→ **WRITTEN INSTRUCTION 1**
Convert the stored dataset items, from the line containing "the mast, writing one line per instance." through the end of those items, into a Markdown table with the columns "Row" and "Line." Put each line's running number under Row and the line itself under Line, skip blank lines, and leave the pictures out.

→ **EXCERPT TO READ**
————

The approach I'm considering may or may not be suitable for Inky -
it's based on some assumptions about users being able to meet face to
face, bringing with them the devices they use for messaging. But if
that sounds like it might be suitable for some of your users, here's
the idea:
* Derive a key from the user's password
* Split the key into n shares using a secret-sharing algorithm, such
that any k shares are sufficient to reconstruct the key, 2 < k < n
* Store two shares unencrypted on the user's device
* Give the other n-2 shares to trusted friends (this can be done
in-band, and the shares can be stored in the friends' own accounts)
* The friends don't have enough shares to reconstruct the key even if
they collude
* If the password is lost, the user has to collect shares from k-2 friends
* To collect a share, the user meets the friend face to face,
establishes a short-range confidential and authenticated channel, and
copies the share to her device
* The shares are collected on the user's device - the k'th share is
never written to disk, only held in memory while the key's reconstructed
I suspect few people will be willing to go to this much effort to
recover their keys, but it's the only solution I've been able to come
up with. Perhaps you could adapt it to your use case by storing the
shares in the user's other accounts (Dropbox, Google Drive, etc)?
Cheers,
Michael
On 22/04/14 16:43, Dave Baggett wrote:
>
>
> Hi all,
>
>
>
> I'd love to get your collective thoughts on a challenge we have. We
> make the Inky mail client (http://inky.com) <http://inky.com%29/>
> and, not coincidentally, it embeds a version of trevp's tlslite,
> extended to do cert validation. Inky connects to our "mothership"
> server via tlslite using an SRP authentication scheme. (Not
> TLS-SRP, but something essentially similar.)
>
>
>
> In a nutshell, we take the user's Inky password, key-stretch it
> using PBKDF2, and then use this as a key for AES-256 encryption;
> this allows us to store encrypted secrets on the user's behalf
> without us knowing what the secrets are. (Because the
> authentication is done via SRP, we don't know the user's Inky
> password, hence we don't know the key derived from it.)

————

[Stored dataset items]
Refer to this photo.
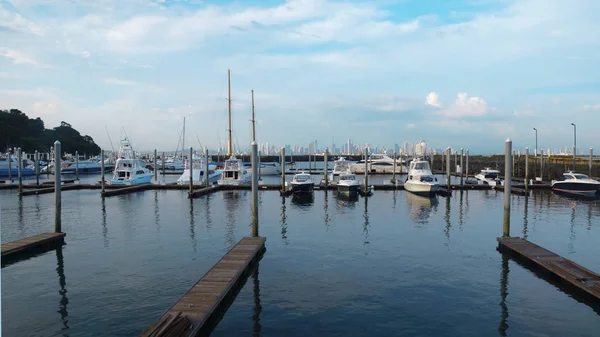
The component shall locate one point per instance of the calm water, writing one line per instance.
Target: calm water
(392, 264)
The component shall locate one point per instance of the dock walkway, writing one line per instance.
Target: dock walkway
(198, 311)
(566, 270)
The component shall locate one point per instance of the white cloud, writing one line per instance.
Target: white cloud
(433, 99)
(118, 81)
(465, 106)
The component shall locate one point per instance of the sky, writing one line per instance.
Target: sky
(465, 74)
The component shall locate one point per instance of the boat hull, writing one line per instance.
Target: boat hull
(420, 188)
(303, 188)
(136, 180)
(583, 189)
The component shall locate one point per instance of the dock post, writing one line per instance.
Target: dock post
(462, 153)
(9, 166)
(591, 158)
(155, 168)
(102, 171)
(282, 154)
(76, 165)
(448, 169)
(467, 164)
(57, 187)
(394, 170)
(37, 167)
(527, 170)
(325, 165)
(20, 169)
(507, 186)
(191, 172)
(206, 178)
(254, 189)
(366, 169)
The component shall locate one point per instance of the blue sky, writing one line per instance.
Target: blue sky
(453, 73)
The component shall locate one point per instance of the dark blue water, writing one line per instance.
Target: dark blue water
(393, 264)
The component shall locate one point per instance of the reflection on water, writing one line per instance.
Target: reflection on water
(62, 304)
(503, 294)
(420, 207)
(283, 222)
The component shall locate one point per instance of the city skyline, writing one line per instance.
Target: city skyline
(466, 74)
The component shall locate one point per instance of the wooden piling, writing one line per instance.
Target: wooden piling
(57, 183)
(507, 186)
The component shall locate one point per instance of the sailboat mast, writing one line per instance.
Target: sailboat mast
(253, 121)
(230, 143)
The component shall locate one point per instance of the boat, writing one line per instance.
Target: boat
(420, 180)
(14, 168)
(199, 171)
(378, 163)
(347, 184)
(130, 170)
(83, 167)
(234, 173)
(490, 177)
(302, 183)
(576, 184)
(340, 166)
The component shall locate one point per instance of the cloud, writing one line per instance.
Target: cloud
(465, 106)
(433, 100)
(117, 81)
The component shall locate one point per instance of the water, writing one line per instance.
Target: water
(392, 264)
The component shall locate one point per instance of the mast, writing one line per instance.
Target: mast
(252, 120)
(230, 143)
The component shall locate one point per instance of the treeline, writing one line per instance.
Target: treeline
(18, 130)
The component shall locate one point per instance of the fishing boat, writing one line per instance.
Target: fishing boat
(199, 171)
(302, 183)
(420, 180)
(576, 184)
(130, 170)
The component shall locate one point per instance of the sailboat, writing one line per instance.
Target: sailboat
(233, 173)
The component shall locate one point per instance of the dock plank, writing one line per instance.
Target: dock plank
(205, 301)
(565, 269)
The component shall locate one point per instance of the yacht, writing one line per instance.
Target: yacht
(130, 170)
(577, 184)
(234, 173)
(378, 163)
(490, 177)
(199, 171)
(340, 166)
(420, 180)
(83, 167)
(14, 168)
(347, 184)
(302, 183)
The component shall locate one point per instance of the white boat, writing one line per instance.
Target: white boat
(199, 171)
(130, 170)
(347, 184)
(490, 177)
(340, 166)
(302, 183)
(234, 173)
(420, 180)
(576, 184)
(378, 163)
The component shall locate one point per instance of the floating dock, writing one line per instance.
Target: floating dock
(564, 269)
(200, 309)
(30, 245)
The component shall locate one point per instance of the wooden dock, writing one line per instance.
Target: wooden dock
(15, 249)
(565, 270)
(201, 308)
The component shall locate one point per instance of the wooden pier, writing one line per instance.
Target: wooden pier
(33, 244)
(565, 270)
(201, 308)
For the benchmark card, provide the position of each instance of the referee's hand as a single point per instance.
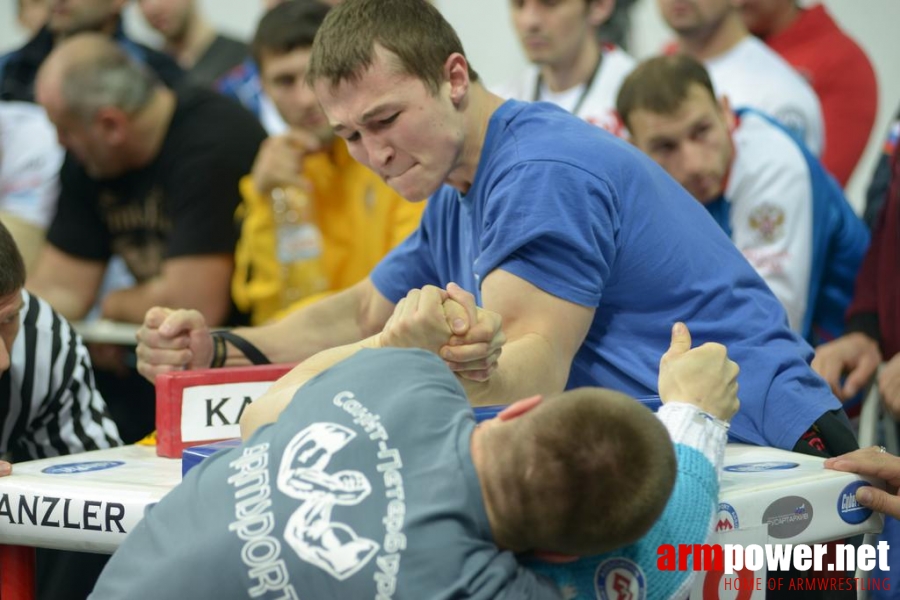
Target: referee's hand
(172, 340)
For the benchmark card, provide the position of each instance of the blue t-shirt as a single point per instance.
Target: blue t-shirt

————

→ **WRITTEN INSTRUCTION 2**
Which cryptographic algorithms and authentication schemes does the key-recovery email mention by name?

→ **WORKED ANSWER 1**
| Row | Line |
|---|---|
| 1 | The component shall locate one point per instance of the mast, writing one line per instance. |
| 2 | Target: mast |
| 3 | (252, 120) |
| 4 | (230, 143) |
| 5 | The component shall locate one point per instance of the treeline, writing one line per instance. |
| 6 | Target: treeline |
| 7 | (18, 130) |
| 8 | The component shall locate one point per instance of the fishing boat, writing one line per instance. |
| 9 | Target: fishing boat |
| 10 | (199, 171) |
| 11 | (302, 183) |
| 12 | (420, 180) |
| 13 | (576, 184) |
| 14 | (130, 170) |
| 15 | The component shall locate one point per instance of the sailboat, writing one line per instance. |
| 16 | Target: sailboat |
| 17 | (233, 173) |
| 18 | The component shall locate one point per instance of the dock plank, writing one line per instance. |
| 19 | Target: dock plank |
| 20 | (205, 301) |
| 21 | (565, 269) |
| 22 | The component shall locate one point per instance of the yacht, writing one line per instance. |
| 23 | Target: yacht |
| 24 | (130, 170) |
| 25 | (577, 184) |
| 26 | (234, 173) |
| 27 | (378, 163) |
| 28 | (490, 177) |
| 29 | (199, 171) |
| 30 | (340, 166) |
| 31 | (420, 180) |
| 32 | (83, 167) |
| 33 | (14, 168) |
| 34 | (347, 184) |
| 35 | (302, 183) |
| 36 | The component shall locate one point per instance of the white boat, writing one line per instance. |
| 37 | Target: white boat |
| 38 | (199, 171) |
| 39 | (130, 170) |
| 40 | (347, 184) |
| 41 | (490, 177) |
| 42 | (340, 166) |
| 43 | (302, 183) |
| 44 | (234, 173) |
| 45 | (420, 180) |
| 46 | (576, 184) |
| 47 | (378, 163) |
| 48 | The component shall locate one point per instance of the floating dock, writing one line per instance. |
| 49 | Target: floating dock |
| 50 | (564, 269) |
| 51 | (200, 309) |
| 52 | (30, 245) |
| 53 | The component shall locate one point per instance of the wooden dock, writing one line per instance. |
| 54 | Target: wooden dock |
| 55 | (15, 249) |
| 56 | (565, 270) |
| 57 | (201, 308) |
| 58 | The component shall locate one point per instance of the wooden pier, writing one line per instance. |
| 59 | Target: wooden pier |
| 60 | (33, 244) |
| 61 | (565, 270) |
| 62 | (201, 308) |
| 63 | For the benchmark card, provide the position of each instance of the referee's hand as a single point per instance. |
| 64 | Target: referee's hand |
| 65 | (172, 340) |
| 66 | For the benchmark card, provide the position of each instance of the blue t-shirt as a single point per instance. |
| 67 | Target: blue t-shirt |

→ **WORKED ANSWER 2**
- SRP
- TLS-SRP
- PBKDF2
- AES-256